### EXCERPTED PASSAGE
==================================================

Few places to hide from the inflation train wreck


(MENAFN- Asia Times) Inflation panic is now fashionable. Hedge fund stars from Ray Dalio to Stanley Druckenmiller were in the media Tuesday warning that uncontrolled federal borrowing would lead to higher Treasury borrowing costs, and force the government to divert revenues away from spending programs to debt service.

Druckenmiller told CNBC that Bitcoin might replace the dollar as world reserve currency.(Not likely: Who is going to pay invoices in a ''currency'' whose value can double or halve in a few weeks?)

The news media finally caught on to the inflation train-wreck, reporting double-digit price increases for everything from restaurant meals to paper towels.

The US stock market fell sharply, but wasn''t sure where to fall. Tech shares collapsed in the morning but recovered by the end of the day, and cyclical stocks turned in the worst declines by the end of the day.

We know that the equivalent of an asteroid is about to hit the financial equivalent of the earth, but we don''t know on whom it will land.

Inflation might run out of control, buoying commodity prices, and steepening the yield curve, which is good for financials.

==================================================

### BRIEF 1
In the inflation article, what did Druckenmiller tell CNBC might replace the dollar as world reserve currency?
The entries that follow have no connection to the inflation article.

### INPUT FOR THIS TASK
==================================================

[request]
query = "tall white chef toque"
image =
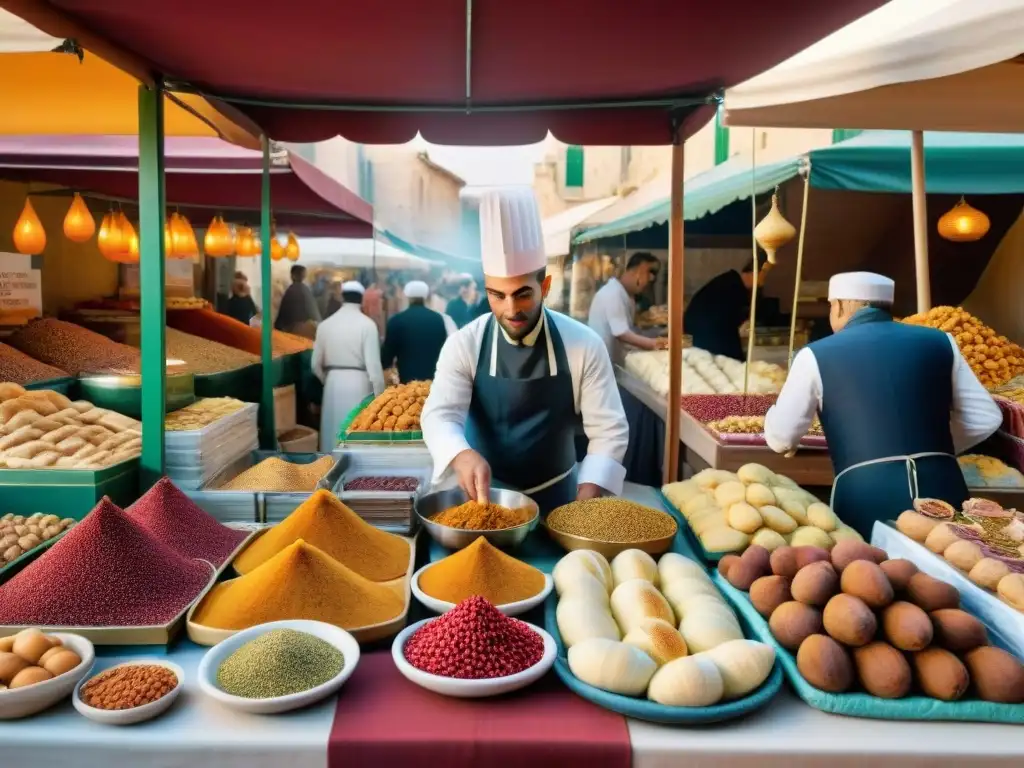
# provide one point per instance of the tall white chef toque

==================================================

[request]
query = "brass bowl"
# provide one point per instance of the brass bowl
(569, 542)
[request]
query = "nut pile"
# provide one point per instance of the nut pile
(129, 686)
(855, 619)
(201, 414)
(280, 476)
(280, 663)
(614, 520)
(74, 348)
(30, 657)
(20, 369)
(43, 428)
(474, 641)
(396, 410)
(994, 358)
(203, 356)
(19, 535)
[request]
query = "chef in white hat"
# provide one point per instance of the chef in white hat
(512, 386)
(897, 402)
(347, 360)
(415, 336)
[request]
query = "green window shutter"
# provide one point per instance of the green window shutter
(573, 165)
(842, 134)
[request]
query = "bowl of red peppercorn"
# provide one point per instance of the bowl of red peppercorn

==================================================

### BRIEF 2
Count the lines of the entries that contain the string "chef", treating case as significant, and give only the number.

### FULL RESPONSE 1
Bitcoin.

### FULL RESPONSE 2
4